═════ KUTIPAN TEKS
## SB-GRU-RNN + Hyperparameter GridSearch - Base Model Titik Panas

In [None]:
# pustaka manipulasi data array
import numpy as np

# pustaka manipulasi data frame
import pandas as pd
import random as rm
import time as tm

# pustaka untuk visualisasi data
import seaborn as sns
import matplotlib.pyplot as plt
import matplotlib.dates as mdates
from matplotlib.dates import DateFormatter

# library normalize data with max-min algorithm
from sklearn.preprocessing import MinMaxScaler
from sklearn.model_selection import train_test_split

# library algorithm lstm-rnn with keras
import tensorflow as tf
from keras.models import Sequential
from keras.layers import RNN
from keras.layers import LSTM
from keras.layers import GRU
from keras.layers import Dense
from keras.layers import Dropout
from keras.layers import TimeDistributed
from keras.layers import Bidirectional
from keras.optimizers import Adam, Adamax, RMSprop, SGD
from keras.layers import LeakyReLU

# pustaka untuk visualisasi acf dan pacf
import scipy.stats as sc
import statsmodels.api as sm
from statsmodels.graphics.tsaplots import plot_pacf
from statsmodels.graphics.tsaplots import plot_acf

# pustaka untuk  evaluasi model prediksi
from sklearn.metrics import mean_squared_error
from sklearn.metrics import mean_absolute_error
from sklearn.metrics import mean_absolute_percentage_error

In [None]:
# Setting seed
rm.seed(1234)
np.random.seed(1234)
tf.random.set_seed(1234)

In [None]:
# # Setting Algorithm
# algorithm = "LSTM-RNN"

In [None]:
# Setting Algorithm
algorithm = "GRU-RNN"

### 1. Akuisisi Data

In [None]:
# Set waktu komputasi
start = tm.time()

In [None]:
# Import from Local
dataset = pd.read_csv("../source-code/dataset/dataset_hotspot.csv", parse_dates=["acq_date"])

In [None]:
# Show information
dataset.info()

In [None]:
# Show dataset
print(dataset)

In [None]:
# membuat frame
fig, ax = plt.subplots(figsize = (10,5))

# membuat time series plot
ax.plot(dataset["acq_date"], dataset["hotspot"], color="tab:blue", label="Hotspot di Sumatera Selatan 2001 - 2023", linewidth=2.5)

# membuat label-label
ax.set_title("", fontsize=14)
ax.set_xlabel("", fontsize=12)
ax.set_ylabel("", fontsize=12)
ax.legend(loc="upper left")
ax.grid(True)

# menampilkan plot
plt.show()

### 2. PraProses Data

- seleksi fitur

In [None]:
# hanya memperhatikan aspek hotspot
data = dataset.filter(["hotspot"])
data = data.values

In [None]:
# hasil seleksi fitur
np.round(data[:5],7)

In [None]:
# cek dimensi normalisasi
data.shape

- Normalisasi Data

In [None]:
# normalize features
scaler = MinMaxScaler(feature_range=(-1, 1))
══════════
═════ BAHAN YANG DIBERIKAN
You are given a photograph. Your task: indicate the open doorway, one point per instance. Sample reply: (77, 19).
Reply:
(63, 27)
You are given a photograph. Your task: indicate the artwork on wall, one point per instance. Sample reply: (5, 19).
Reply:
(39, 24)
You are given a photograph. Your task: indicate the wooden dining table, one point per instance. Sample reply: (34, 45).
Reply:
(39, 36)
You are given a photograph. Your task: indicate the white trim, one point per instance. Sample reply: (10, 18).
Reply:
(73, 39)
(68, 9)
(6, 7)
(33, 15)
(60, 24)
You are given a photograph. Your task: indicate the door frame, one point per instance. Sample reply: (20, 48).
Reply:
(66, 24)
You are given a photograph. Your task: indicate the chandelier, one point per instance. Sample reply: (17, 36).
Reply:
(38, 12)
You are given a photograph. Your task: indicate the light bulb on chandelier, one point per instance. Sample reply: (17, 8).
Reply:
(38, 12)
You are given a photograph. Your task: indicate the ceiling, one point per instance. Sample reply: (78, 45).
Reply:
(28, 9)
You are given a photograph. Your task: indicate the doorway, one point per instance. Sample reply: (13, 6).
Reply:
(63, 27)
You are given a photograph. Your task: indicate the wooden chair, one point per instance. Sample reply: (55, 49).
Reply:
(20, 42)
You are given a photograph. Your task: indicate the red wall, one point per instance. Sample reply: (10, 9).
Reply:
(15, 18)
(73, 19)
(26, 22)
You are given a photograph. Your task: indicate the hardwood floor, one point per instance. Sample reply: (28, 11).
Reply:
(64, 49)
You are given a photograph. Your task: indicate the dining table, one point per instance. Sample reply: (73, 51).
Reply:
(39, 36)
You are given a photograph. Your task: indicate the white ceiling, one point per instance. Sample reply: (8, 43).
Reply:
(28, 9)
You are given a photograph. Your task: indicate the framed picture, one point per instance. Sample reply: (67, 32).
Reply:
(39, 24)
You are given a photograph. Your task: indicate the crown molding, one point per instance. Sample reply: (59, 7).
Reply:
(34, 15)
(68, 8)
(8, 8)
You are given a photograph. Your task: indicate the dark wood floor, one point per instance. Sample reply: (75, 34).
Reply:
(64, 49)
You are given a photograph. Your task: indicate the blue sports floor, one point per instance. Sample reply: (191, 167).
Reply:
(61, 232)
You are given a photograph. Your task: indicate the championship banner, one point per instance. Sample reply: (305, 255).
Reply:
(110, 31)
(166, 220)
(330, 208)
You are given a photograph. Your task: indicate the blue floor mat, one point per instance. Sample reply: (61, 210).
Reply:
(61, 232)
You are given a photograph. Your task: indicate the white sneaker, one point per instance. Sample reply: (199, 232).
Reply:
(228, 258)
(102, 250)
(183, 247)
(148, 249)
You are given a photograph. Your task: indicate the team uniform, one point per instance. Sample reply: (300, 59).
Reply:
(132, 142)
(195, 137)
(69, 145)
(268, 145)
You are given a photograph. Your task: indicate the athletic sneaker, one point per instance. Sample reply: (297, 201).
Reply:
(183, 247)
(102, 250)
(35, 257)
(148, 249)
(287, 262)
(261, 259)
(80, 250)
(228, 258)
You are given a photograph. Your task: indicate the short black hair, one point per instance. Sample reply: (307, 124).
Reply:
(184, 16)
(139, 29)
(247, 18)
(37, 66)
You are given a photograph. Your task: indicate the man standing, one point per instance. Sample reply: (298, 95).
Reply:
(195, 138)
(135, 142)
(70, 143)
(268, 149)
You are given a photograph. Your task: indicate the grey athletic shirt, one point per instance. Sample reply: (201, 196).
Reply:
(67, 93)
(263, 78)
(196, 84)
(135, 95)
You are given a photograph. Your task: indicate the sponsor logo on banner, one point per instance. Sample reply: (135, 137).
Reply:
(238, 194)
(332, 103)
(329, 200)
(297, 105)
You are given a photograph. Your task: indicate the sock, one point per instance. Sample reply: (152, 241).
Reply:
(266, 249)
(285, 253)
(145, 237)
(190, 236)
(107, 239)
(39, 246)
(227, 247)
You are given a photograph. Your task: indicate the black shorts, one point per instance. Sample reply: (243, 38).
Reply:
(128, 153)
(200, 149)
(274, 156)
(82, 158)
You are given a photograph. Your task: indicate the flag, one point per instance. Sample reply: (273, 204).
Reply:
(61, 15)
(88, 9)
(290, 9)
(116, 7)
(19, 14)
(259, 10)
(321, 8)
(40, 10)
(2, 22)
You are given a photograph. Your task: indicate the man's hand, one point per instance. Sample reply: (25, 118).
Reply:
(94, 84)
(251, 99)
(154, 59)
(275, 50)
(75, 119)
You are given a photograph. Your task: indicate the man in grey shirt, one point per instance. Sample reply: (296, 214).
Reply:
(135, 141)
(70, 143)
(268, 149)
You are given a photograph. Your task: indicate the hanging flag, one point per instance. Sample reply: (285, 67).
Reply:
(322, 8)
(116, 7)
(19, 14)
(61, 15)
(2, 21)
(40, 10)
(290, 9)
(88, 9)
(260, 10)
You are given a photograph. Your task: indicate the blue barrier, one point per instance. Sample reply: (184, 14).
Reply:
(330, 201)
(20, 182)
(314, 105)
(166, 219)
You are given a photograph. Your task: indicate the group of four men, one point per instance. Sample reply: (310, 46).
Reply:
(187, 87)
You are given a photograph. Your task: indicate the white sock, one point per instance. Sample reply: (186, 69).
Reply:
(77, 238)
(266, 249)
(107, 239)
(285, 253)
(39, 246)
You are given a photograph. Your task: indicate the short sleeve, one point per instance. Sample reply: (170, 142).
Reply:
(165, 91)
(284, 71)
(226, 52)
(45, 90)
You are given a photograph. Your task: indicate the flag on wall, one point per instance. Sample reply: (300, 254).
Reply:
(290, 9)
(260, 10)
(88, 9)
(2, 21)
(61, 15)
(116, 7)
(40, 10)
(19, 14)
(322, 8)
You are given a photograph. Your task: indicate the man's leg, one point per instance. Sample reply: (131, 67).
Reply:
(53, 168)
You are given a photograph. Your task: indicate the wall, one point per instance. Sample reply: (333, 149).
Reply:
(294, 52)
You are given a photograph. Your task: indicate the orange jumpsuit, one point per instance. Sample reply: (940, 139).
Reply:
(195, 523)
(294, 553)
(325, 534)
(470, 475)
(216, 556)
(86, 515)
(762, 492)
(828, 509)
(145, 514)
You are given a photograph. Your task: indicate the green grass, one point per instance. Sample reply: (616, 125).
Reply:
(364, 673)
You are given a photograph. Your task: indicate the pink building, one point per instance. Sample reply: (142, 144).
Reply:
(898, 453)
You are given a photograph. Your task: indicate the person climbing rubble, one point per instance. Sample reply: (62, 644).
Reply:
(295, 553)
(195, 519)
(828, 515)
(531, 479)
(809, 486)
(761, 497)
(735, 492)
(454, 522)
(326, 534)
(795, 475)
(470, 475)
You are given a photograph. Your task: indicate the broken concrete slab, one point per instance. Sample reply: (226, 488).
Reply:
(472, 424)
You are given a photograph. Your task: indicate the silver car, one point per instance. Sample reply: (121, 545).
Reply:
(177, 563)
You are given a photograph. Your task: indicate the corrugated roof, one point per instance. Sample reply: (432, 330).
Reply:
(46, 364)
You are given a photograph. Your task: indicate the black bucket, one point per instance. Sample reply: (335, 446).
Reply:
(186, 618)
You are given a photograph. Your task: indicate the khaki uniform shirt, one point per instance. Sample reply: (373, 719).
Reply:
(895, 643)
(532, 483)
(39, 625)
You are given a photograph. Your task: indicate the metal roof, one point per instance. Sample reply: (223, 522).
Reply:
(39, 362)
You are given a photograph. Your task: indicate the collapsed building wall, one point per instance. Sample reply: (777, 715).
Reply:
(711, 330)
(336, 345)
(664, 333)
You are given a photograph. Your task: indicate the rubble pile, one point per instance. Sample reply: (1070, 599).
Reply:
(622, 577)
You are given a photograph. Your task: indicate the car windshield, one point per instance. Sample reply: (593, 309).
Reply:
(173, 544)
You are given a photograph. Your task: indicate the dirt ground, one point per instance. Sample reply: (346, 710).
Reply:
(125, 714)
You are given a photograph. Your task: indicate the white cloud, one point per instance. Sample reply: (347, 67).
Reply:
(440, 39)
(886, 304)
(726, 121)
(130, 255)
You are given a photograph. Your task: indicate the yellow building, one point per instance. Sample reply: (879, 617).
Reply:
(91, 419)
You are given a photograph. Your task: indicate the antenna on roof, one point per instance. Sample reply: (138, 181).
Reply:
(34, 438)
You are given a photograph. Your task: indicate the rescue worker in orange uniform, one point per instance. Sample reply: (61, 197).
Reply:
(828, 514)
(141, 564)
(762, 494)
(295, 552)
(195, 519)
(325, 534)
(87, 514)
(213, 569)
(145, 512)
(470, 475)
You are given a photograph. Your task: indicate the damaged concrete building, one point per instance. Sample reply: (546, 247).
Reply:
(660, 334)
══════════
SOAL UNTUK DIKERJAKAN:
1. Menurut kutipan teks, mengapa pada tahap praproses data hanya kolom "hotspot" yang diambil dari dataset? Jawab dalam satu sampai tiga kalimat.
2. Ganti "one point per instance" dengan "one point per object" pada catatan, mulai dari baris yang memuat "You are given a photograph. Your task: indicate the collapsed" sampai akhir catatan. Tuliskan kembali hanya baris-baris tersebut, dan biarkan bagian lainnya tetap sama.

HASIL JAWABAN:
1. Pada tahap seleksi fitur, data diambil dengan dataset.filter(["hotspot"]) karena yang diperhatikan hanya aspek hotspot. Hasil seleksi itu kemudian diubah menjadi array dengan data.values.

2.
You are given a photograph. Your task: indicate the collapsed building wall, one point per object. Sample reply: (777, 715).
Reply:
(711, 330)
(336, 345)
(664, 333)
You are given a photograph. Your task: indicate the rubble pile, one point per object. Sample reply: (1070, 599).
Reply:
(622, 577)
You are given a photograph. Your task: indicate the car windshield, one point per object. Sample reply: (593, 309).
Reply:
(173, 544)
You are given a photograph. Your task: indicate the dirt ground, one point per object. Sample reply: (346, 710).
Reply:
(125, 714)
You are given a photograph. Your task: indicate the white cloud, one point per object. Sample reply: (347, 67).
Reply:
(440, 39)
(886, 304)
(726, 121)
(130, 255)
You are given a photograph. Your task: indicate the yellow building, one point per object. Sample reply: (879, 617).
Reply:
(91, 419)
You are given a photograph. Your task: indicate the antenna on roof, one point per object. Sample reply: (138, 181).
Reply:
(34, 438)
You are given a photograph. Your task: indicate the rescue worker in orange uniform, one point per object. Sample reply: (61, 197).
Reply:
(828, 514)
(141, 564)
(762, 494)
(295, 552)
(195, 519)
(325, 534)
(87, 514)
(213, 569)
(145, 512)
(470, 475)
You are given a photograph. Your task: indicate the damaged concrete building, one point per object. Sample reply: (546, 247).
Reply:
(660, 334)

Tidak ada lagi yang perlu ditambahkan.